═════ Given information ═════
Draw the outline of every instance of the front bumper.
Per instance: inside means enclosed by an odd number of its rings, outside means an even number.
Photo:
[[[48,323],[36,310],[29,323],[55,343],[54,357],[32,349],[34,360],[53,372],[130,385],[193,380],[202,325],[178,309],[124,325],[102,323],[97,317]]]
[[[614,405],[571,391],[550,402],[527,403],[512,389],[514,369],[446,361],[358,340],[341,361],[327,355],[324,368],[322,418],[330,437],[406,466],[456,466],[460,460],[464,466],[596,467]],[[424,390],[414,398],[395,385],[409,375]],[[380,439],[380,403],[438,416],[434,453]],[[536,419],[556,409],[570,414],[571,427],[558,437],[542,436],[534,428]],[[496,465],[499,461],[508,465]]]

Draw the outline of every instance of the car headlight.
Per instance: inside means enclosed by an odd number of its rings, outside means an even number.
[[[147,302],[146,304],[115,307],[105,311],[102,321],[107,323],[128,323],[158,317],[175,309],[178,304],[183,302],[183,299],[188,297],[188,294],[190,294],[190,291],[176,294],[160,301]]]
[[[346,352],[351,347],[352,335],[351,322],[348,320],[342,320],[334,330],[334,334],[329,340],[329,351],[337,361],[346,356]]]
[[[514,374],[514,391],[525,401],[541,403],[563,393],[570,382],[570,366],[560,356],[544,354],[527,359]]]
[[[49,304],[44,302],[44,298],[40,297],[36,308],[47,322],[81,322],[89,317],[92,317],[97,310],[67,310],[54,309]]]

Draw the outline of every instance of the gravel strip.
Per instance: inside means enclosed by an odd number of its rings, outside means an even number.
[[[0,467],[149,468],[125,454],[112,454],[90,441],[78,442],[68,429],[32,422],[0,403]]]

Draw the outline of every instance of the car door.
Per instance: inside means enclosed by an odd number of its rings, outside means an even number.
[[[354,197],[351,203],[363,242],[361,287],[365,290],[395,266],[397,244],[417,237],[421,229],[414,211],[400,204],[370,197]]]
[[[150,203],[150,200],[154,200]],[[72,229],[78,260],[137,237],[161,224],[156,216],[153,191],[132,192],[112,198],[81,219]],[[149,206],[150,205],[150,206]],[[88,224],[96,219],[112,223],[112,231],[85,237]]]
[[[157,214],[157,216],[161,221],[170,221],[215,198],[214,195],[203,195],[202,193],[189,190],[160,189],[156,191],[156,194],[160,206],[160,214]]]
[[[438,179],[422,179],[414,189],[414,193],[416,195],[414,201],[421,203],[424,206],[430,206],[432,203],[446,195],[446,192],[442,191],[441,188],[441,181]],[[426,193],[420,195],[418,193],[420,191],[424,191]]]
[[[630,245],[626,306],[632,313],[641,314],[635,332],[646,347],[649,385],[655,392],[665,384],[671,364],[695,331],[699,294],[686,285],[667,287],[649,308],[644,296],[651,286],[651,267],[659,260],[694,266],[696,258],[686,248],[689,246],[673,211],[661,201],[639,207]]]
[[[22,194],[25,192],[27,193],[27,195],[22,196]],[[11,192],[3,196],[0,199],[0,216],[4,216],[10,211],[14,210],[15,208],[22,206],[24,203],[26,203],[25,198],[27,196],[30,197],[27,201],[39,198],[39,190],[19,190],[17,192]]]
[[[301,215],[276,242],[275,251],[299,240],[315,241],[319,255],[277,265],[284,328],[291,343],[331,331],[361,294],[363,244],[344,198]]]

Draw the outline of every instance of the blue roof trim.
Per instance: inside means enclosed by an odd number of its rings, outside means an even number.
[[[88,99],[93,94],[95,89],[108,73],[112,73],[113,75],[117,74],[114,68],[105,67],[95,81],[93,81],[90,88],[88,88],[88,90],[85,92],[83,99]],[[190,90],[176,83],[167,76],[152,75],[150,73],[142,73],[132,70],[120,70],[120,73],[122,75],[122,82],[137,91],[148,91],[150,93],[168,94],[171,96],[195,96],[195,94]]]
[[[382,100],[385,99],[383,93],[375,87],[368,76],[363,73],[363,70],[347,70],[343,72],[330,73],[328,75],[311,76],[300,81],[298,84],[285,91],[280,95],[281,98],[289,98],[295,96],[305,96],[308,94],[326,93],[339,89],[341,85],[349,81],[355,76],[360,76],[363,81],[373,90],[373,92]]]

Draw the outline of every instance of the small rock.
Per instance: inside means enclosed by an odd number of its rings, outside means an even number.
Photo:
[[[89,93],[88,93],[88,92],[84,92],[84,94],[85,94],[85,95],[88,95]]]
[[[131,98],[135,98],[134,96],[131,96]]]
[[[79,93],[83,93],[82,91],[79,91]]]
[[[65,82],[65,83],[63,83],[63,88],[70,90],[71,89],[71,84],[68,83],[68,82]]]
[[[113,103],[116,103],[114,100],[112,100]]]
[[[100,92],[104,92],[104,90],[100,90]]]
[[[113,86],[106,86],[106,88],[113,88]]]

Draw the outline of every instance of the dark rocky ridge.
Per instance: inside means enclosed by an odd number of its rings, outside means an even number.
═════
- [Work required]:
Could you restate the listing above word for word, leaving nothing out?

- [Written answer]:
Draw the outline of every instance of the front bumper.
Per instance: inside means enclosed by an odd number of its rings, outside means an even number.
Photo:
[[[48,323],[36,310],[29,323],[55,343],[54,357],[32,349],[34,360],[53,372],[130,385],[193,380],[202,325],[178,309],[124,325],[102,323],[97,317]]]
[[[614,405],[571,391],[550,402],[527,403],[512,389],[514,369],[446,361],[358,340],[341,361],[327,355],[324,368],[322,418],[330,437],[406,466],[456,466],[460,460],[464,466],[596,467]],[[424,390],[414,398],[395,385],[409,375]],[[380,439],[380,403],[438,416],[434,453]],[[536,419],[556,409],[570,414],[571,427],[558,437],[542,436],[534,428]],[[496,465],[499,461],[508,465]]]

Draw the outline of every instance of the car headlight.
Per instance: inside means enclosed by an odd number of its rings, outside means an even number.
[[[147,302],[146,304],[115,307],[105,311],[102,321],[107,323],[128,323],[158,317],[175,309],[178,304],[183,302],[183,299],[188,297],[188,294],[190,294],[190,291],[176,294],[160,301]]]
[[[346,352],[351,347],[352,335],[351,322],[348,320],[342,320],[334,330],[334,334],[329,340],[329,351],[337,361],[346,356]]]
[[[514,374],[514,391],[525,401],[541,403],[563,393],[570,382],[570,366],[560,356],[544,354],[527,359]]]
[[[49,304],[44,302],[44,298],[40,297],[36,308],[47,322],[81,322],[89,317],[92,317],[97,310],[67,310],[54,309]]]

Draw the outline of every instance of the gravel strip.
Per instance: inside means enclosed by an odd number of its rings, outside means an even number.
[[[0,467],[149,468],[125,454],[112,454],[90,441],[78,442],[68,429],[32,422],[0,403]]]

Draw the outline of every instance of the car door.
Per instance: inside means enclosed by an odd number of its rings, outside means an even number.
[[[354,197],[351,203],[363,242],[361,287],[365,290],[395,266],[397,244],[417,237],[421,229],[414,211],[400,204],[370,197]]]
[[[150,203],[150,200],[154,200]],[[72,229],[78,260],[137,237],[161,224],[156,216],[153,191],[132,192],[112,198],[81,219]],[[149,206],[150,205],[150,206]],[[88,224],[96,219],[112,223],[112,231],[85,237]]]
[[[157,214],[157,216],[161,221],[170,221],[215,198],[214,195],[203,195],[202,193],[189,190],[160,189],[156,191],[156,194],[160,206],[160,214]]]
[[[438,179],[422,179],[414,189],[414,193],[416,195],[414,201],[421,203],[424,206],[430,206],[432,203],[446,195],[446,192],[442,191],[441,188],[441,181]],[[426,193],[420,195],[418,193],[420,191],[424,191]]]
[[[630,245],[626,306],[632,313],[641,314],[635,332],[646,347],[649,385],[655,392],[665,384],[671,364],[695,331],[699,294],[686,285],[667,287],[649,308],[644,296],[651,286],[651,267],[659,260],[694,266],[696,258],[686,248],[689,246],[673,211],[661,201],[639,207]]]
[[[22,194],[25,192],[27,193],[27,195],[22,196]],[[11,192],[3,196],[0,199],[0,216],[4,216],[10,211],[14,210],[15,208],[22,206],[24,203],[26,203],[25,198],[27,196],[30,197],[27,201],[39,198],[39,190],[19,190],[17,192]]]
[[[301,215],[276,242],[275,251],[299,240],[315,241],[319,255],[277,265],[284,328],[291,343],[331,331],[361,294],[363,244],[344,198]]]

Draw the outline of every instance of the blue roof trim.
Per instance: inside means enclosed by an odd number of its rings, outside means an even number.
[[[88,99],[93,94],[95,89],[108,73],[112,73],[113,75],[117,74],[114,68],[105,67],[95,81],[93,81],[90,88],[88,88],[88,90],[85,92],[83,99]],[[190,90],[176,83],[167,76],[152,75],[150,73],[142,73],[132,70],[120,70],[120,73],[122,75],[122,82],[137,91],[148,91],[150,93],[168,94],[171,96],[195,96],[195,94]]]
[[[382,100],[385,99],[383,93],[375,87],[368,76],[363,73],[363,70],[347,70],[343,72],[330,73],[328,75],[311,76],[300,81],[298,84],[285,91],[280,95],[281,98],[289,98],[295,96],[305,96],[308,94],[326,93],[339,89],[341,85],[349,81],[355,76],[360,76],[363,81],[373,90],[373,92]]]

Draw the outline of every instance of the small rock.
Per instance: inside means enclosed by an odd number of its rings, outside means an even number.
Photo:
[[[89,93],[88,93],[88,92],[84,92],[84,94],[85,94],[85,95],[88,95]]]
[[[131,98],[135,98],[134,96],[131,96]]]
[[[79,93],[83,93],[82,91],[79,91]]]
[[[65,82],[65,83],[63,83],[63,88],[70,90],[71,89],[71,84],[68,83],[68,82]]]
[[[113,103],[116,103],[114,100],[112,100]]]
[[[100,92],[104,92],[104,90],[100,90]]]
[[[113,86],[106,86],[106,88],[113,88]]]

Draw the outline of every instance of the dark rocky ridge.
Per instance: inside means enclosed by an odd number of its rings, outside means an even number.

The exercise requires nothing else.